## Task directions
Every line of the entries that holds the word "floor" is to be copied.

## Dataset records
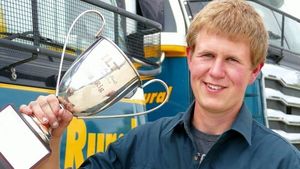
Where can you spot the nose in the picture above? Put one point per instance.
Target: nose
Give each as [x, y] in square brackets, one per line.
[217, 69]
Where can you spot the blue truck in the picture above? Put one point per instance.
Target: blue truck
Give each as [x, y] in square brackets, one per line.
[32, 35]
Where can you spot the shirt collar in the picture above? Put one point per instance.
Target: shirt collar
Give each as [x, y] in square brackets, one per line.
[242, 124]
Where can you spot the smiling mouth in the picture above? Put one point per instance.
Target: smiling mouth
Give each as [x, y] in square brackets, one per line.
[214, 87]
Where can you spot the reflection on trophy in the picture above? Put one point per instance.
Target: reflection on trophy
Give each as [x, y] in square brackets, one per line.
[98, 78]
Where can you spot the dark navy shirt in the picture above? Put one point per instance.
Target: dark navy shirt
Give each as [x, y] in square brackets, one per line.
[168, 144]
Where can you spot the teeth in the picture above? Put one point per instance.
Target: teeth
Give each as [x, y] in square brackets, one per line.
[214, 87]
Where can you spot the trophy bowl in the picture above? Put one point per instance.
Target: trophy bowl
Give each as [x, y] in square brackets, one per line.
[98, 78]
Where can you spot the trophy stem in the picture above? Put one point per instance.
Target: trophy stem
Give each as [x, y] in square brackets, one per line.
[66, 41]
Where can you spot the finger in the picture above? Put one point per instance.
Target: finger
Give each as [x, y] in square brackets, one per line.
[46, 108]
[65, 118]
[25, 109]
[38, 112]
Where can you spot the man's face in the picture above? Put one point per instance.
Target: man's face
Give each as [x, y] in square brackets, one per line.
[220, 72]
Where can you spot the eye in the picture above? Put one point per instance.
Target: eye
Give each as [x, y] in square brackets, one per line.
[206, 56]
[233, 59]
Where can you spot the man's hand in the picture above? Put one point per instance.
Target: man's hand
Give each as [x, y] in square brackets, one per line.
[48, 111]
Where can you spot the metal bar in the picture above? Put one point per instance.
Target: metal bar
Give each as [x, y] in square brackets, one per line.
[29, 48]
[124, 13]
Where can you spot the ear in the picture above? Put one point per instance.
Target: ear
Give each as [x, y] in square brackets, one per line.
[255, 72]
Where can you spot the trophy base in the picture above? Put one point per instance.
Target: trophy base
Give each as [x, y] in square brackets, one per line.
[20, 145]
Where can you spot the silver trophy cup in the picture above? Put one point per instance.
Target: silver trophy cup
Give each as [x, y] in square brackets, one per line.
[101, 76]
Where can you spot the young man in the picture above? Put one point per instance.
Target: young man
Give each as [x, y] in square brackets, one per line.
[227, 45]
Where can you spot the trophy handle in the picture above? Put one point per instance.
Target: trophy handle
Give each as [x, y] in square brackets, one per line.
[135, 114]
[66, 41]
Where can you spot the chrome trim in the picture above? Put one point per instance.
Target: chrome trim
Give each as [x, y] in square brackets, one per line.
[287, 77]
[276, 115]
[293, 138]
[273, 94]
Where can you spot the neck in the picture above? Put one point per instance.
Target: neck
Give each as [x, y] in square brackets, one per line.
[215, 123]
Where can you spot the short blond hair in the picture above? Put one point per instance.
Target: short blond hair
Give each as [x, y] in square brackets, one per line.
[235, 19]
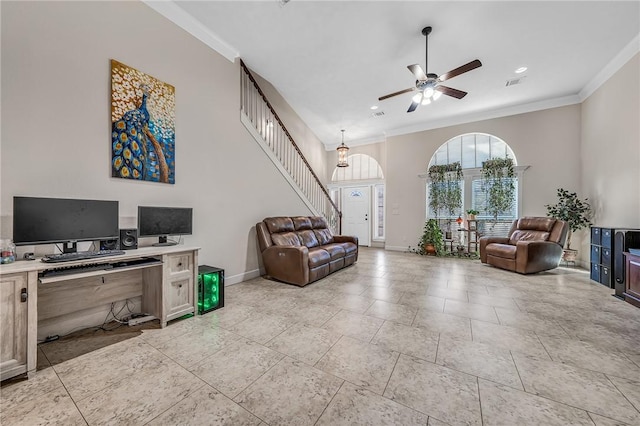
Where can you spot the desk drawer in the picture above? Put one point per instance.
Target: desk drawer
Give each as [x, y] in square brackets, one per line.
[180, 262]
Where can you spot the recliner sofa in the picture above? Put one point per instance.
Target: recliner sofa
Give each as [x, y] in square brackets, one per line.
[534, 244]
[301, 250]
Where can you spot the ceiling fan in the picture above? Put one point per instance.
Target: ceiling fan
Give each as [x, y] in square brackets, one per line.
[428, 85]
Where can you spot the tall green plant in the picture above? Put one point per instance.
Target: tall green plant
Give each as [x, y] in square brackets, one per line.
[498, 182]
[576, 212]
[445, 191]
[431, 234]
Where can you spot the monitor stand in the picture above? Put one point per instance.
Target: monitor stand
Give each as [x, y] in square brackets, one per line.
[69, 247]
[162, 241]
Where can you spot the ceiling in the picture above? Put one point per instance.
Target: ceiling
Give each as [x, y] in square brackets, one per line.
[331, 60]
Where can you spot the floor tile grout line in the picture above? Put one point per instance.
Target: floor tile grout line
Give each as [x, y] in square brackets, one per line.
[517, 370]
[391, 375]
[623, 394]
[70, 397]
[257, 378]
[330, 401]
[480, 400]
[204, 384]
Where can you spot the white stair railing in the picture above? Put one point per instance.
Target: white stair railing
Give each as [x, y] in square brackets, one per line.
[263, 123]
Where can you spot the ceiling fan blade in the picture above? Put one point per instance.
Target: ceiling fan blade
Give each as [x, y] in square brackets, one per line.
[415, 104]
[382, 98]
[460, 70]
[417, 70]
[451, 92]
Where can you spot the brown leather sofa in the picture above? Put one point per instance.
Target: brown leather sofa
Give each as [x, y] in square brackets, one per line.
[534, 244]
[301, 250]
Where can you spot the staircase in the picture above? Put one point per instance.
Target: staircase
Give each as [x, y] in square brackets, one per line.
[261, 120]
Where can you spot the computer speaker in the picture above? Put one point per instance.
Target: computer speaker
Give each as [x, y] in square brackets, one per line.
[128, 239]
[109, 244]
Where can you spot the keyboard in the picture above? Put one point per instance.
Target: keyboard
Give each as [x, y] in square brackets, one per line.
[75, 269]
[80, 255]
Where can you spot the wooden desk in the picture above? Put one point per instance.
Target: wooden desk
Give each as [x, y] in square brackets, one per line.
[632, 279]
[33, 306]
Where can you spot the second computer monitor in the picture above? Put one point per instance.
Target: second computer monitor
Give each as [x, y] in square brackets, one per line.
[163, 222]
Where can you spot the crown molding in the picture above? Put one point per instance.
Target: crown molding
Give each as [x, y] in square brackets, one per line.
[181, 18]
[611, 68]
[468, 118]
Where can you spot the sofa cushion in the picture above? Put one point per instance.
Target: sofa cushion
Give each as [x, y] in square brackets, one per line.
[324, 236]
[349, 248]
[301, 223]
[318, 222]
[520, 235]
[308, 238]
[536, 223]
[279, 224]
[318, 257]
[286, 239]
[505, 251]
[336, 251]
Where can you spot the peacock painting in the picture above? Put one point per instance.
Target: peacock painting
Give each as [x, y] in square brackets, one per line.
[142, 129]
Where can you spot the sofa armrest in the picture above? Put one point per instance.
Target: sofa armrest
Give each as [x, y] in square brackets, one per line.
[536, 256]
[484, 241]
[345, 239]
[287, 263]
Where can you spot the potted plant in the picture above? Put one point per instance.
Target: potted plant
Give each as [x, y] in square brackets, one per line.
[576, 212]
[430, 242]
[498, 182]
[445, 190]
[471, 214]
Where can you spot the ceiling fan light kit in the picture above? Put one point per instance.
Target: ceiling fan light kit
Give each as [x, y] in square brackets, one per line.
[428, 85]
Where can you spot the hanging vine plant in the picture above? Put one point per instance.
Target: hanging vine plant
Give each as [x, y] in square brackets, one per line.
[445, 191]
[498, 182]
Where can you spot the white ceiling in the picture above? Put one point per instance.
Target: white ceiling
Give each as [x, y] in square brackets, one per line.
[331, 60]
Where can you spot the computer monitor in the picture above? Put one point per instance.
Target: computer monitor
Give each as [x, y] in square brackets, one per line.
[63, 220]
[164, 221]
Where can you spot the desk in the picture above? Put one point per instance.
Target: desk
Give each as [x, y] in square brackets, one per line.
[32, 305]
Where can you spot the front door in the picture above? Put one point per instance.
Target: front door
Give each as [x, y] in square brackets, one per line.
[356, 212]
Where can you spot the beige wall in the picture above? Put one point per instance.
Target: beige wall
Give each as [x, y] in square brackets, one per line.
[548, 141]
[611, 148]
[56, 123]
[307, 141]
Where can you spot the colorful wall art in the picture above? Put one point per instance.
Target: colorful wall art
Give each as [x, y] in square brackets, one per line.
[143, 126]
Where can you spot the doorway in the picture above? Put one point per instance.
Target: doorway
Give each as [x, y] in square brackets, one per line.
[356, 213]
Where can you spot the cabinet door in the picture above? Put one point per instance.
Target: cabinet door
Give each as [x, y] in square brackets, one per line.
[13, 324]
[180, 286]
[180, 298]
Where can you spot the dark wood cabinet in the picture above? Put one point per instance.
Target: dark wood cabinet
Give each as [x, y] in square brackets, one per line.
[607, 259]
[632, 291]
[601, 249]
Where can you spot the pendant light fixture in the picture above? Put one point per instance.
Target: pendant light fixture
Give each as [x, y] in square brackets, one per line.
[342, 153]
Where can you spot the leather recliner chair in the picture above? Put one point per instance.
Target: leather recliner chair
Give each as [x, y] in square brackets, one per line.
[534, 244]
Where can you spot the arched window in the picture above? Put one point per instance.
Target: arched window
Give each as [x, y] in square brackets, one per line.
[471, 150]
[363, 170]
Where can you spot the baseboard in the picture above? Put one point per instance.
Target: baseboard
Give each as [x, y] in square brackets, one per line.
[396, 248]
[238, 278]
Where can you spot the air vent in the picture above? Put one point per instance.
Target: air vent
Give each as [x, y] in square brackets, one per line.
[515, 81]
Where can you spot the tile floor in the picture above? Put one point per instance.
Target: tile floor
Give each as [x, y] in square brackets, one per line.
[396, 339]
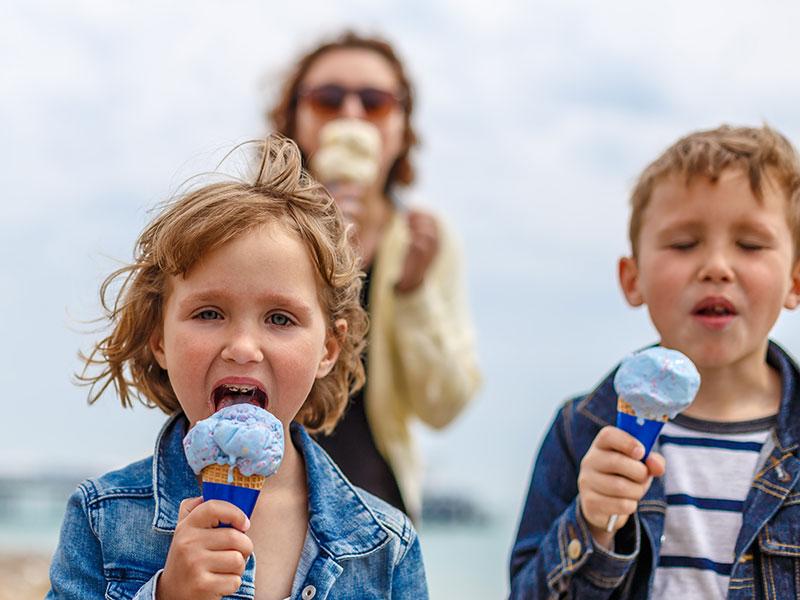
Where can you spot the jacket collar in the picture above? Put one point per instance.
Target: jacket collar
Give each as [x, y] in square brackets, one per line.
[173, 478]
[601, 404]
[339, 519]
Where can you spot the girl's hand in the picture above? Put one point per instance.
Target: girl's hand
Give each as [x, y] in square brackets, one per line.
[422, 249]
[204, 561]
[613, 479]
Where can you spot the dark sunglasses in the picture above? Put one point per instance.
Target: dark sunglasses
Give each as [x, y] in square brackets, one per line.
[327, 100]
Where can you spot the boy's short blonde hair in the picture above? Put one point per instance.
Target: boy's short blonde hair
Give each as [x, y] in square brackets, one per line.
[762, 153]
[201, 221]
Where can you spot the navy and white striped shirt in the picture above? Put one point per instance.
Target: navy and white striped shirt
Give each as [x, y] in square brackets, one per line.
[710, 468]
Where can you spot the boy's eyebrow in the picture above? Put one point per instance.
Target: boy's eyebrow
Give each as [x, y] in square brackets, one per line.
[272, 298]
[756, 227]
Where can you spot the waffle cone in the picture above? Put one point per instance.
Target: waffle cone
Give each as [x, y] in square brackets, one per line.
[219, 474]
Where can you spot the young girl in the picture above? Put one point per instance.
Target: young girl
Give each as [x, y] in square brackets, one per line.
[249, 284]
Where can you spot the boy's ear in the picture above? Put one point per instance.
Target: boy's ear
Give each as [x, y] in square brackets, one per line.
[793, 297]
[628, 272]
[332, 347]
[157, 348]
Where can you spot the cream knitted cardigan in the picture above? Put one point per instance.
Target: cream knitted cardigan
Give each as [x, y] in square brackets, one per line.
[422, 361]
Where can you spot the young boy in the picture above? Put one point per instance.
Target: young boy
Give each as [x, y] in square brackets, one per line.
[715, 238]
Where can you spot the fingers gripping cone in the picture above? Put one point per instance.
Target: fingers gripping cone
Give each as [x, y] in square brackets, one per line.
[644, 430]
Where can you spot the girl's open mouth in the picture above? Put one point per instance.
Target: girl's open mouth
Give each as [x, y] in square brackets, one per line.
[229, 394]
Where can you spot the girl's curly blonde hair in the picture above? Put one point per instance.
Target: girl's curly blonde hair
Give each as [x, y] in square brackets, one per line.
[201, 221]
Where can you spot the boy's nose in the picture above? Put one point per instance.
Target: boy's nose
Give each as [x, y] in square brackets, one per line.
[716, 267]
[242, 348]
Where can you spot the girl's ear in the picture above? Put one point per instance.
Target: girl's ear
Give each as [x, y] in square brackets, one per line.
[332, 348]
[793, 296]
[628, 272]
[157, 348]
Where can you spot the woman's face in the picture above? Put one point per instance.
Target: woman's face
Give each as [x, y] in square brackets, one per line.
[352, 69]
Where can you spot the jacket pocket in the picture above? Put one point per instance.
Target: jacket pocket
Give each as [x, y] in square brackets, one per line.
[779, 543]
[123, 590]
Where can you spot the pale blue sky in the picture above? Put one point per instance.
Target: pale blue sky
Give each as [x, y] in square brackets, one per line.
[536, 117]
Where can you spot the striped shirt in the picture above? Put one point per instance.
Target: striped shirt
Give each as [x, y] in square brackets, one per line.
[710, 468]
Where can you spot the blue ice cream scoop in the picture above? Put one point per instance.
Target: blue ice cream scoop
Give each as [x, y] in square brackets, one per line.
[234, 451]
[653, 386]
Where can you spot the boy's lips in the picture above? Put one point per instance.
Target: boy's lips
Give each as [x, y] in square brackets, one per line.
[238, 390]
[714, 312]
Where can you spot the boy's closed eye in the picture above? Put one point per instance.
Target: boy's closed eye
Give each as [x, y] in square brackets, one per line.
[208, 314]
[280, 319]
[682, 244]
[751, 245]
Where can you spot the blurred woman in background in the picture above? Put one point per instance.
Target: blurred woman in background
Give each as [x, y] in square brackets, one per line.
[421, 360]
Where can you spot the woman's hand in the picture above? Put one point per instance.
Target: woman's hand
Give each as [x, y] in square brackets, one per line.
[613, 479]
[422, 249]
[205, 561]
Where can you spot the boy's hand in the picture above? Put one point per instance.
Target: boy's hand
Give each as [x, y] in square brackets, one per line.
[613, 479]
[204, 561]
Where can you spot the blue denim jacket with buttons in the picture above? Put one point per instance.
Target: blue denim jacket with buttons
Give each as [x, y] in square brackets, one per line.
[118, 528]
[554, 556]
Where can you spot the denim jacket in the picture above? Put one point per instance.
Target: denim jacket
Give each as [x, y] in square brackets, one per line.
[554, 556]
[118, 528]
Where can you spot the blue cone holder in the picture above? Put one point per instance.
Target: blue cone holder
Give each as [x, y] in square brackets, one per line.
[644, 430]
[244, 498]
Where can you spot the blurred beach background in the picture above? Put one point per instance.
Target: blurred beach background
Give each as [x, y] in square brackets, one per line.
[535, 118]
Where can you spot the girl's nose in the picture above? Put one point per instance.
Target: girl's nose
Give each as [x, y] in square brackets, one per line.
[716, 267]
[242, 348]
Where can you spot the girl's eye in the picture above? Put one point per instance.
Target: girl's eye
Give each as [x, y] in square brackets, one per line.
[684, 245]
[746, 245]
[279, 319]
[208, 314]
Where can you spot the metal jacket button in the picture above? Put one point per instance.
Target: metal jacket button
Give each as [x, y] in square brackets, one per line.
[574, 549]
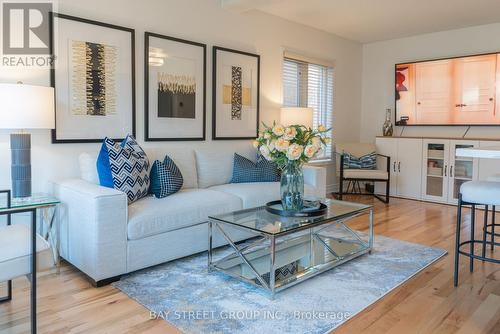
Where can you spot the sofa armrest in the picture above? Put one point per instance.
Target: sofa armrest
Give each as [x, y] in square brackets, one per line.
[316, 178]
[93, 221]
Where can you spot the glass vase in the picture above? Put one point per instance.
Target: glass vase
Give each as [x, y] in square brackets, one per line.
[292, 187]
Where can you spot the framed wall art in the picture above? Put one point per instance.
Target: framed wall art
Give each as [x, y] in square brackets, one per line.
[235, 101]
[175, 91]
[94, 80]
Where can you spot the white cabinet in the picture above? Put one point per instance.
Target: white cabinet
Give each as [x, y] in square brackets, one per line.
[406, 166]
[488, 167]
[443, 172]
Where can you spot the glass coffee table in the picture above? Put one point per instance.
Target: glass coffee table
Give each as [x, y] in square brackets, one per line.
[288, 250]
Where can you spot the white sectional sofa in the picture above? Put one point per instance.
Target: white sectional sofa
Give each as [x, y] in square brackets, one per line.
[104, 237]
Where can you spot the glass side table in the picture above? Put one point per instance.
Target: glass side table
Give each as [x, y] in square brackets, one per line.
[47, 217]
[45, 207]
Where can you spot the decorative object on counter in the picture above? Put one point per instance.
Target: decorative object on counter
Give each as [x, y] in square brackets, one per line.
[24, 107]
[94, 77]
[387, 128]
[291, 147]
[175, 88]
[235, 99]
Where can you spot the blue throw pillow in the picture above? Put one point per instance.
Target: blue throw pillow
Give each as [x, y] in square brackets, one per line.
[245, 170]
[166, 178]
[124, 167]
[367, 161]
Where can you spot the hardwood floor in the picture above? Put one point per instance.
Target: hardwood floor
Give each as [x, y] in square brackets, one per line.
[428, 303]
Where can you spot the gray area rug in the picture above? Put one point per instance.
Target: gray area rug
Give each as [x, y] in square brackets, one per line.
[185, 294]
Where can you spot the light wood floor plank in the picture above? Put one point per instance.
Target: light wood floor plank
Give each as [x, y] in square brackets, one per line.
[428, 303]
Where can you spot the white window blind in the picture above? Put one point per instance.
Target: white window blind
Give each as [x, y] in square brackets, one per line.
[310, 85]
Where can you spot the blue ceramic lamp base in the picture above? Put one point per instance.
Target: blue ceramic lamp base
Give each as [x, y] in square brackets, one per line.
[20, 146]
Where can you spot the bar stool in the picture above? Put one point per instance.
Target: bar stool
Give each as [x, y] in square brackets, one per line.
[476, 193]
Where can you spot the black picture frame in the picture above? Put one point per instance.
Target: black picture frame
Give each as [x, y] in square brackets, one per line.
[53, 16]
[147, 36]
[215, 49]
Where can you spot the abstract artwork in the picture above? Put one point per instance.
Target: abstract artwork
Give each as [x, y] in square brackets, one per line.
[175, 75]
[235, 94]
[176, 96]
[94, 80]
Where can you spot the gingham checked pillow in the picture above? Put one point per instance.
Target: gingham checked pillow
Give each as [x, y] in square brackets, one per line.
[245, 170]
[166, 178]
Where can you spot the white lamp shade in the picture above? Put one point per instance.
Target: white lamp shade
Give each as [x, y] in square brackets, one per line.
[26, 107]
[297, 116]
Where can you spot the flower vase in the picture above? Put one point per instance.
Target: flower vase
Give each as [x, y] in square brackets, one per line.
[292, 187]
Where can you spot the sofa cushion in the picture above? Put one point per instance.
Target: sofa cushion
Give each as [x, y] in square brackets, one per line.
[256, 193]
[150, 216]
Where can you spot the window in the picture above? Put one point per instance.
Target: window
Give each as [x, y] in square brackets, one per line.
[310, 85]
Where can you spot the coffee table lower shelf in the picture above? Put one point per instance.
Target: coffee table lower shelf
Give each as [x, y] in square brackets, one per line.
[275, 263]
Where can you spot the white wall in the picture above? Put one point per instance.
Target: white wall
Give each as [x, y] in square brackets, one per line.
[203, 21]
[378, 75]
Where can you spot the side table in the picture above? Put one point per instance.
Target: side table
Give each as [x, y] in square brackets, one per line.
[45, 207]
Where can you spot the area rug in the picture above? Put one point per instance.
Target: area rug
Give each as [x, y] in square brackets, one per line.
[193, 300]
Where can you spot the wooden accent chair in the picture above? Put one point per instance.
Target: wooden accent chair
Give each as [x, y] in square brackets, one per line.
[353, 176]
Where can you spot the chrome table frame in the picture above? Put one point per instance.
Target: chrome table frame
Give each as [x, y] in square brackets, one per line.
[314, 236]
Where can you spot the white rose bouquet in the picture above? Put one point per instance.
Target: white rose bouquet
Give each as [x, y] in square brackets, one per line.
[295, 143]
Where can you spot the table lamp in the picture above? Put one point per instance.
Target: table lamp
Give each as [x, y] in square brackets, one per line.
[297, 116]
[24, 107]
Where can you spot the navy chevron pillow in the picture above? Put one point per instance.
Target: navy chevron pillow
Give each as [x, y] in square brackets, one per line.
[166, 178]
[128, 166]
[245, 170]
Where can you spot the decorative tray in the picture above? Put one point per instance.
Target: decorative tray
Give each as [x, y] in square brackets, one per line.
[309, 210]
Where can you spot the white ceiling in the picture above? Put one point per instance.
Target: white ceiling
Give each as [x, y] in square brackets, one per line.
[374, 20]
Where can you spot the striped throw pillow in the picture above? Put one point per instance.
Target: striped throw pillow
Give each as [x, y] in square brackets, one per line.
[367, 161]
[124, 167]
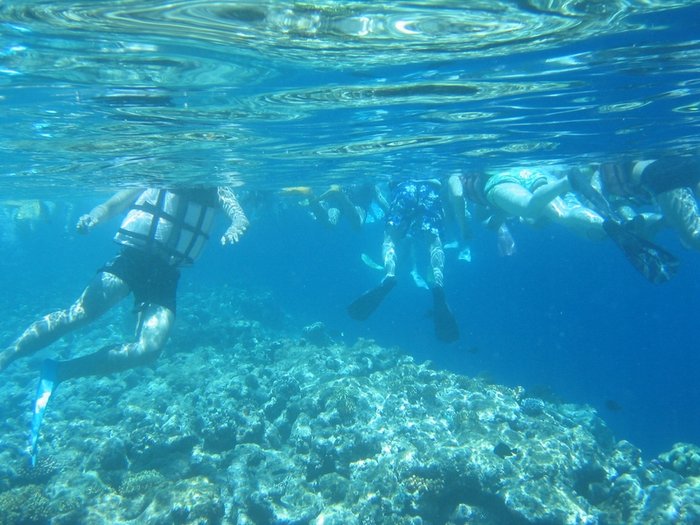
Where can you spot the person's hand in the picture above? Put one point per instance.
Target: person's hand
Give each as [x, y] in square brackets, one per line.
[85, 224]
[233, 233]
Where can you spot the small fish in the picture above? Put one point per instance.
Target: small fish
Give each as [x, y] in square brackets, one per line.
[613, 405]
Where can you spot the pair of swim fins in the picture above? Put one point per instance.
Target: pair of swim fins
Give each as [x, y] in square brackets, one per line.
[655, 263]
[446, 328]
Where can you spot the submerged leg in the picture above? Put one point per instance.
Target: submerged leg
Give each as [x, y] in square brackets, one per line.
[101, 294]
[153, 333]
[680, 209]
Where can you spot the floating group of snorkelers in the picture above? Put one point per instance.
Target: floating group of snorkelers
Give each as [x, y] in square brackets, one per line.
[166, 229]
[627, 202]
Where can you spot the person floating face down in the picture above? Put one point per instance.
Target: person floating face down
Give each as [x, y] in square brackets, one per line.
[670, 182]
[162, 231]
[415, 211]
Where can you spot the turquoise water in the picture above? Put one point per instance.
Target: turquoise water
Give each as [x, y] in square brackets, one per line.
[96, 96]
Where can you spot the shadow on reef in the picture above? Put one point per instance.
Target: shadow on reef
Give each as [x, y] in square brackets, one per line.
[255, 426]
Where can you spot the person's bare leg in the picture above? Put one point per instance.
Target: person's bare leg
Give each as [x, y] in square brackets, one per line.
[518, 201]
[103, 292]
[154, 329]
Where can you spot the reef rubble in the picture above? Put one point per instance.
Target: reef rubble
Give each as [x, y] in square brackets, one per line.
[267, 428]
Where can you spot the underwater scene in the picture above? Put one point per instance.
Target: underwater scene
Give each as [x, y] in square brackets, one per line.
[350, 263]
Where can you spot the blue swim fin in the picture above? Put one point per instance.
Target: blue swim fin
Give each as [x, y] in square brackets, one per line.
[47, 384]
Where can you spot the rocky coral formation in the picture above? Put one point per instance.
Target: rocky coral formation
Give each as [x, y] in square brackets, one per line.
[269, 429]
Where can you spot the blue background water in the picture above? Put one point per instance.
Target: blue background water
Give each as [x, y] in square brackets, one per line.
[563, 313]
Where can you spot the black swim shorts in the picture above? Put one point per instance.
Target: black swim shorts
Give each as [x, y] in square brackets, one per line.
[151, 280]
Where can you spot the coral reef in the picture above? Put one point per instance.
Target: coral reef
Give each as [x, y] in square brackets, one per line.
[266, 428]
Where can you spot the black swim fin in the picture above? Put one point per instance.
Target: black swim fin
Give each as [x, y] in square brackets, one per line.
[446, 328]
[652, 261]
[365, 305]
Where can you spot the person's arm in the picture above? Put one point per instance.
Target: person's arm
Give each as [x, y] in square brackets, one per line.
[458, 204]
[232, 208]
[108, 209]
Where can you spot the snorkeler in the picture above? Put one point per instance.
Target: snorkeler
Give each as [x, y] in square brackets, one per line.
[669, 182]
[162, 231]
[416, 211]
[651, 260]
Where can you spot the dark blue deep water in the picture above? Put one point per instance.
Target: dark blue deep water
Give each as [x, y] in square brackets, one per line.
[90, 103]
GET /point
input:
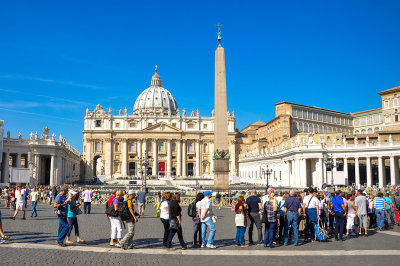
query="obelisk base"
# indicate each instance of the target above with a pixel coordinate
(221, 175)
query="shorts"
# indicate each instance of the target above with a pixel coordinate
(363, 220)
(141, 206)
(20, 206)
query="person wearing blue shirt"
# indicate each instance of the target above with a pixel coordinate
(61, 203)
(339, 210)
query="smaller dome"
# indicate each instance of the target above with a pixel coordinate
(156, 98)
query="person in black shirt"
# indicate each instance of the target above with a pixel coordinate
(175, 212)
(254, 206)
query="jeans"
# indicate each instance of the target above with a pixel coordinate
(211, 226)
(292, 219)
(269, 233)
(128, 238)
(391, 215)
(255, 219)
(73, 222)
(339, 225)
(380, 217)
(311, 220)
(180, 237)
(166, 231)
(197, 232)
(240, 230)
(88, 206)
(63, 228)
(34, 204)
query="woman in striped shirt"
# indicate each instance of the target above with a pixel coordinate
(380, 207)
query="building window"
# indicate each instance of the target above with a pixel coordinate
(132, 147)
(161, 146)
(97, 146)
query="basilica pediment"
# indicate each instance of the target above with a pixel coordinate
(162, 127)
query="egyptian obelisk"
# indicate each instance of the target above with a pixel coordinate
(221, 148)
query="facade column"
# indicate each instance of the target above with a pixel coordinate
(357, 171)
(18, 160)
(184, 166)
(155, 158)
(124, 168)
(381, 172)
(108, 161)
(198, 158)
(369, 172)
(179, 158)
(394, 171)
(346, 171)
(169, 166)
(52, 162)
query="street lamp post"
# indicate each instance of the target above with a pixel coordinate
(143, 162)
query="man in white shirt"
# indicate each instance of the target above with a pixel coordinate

## Answer below
Where can you spot the floor tile grout line in the picture above? Put one point per instance.
Target: floor tile grout line
Where can you spot the tile floor in the picture above? Put one point per instance.
Target: tile floor
Where can you spot the hardwood floor in the picture above? Put one point per instance.
Target: hardwood floor
Where can you spot the light wood floor plank in the picture above? Put one point per instance.
Target: light wood floor plank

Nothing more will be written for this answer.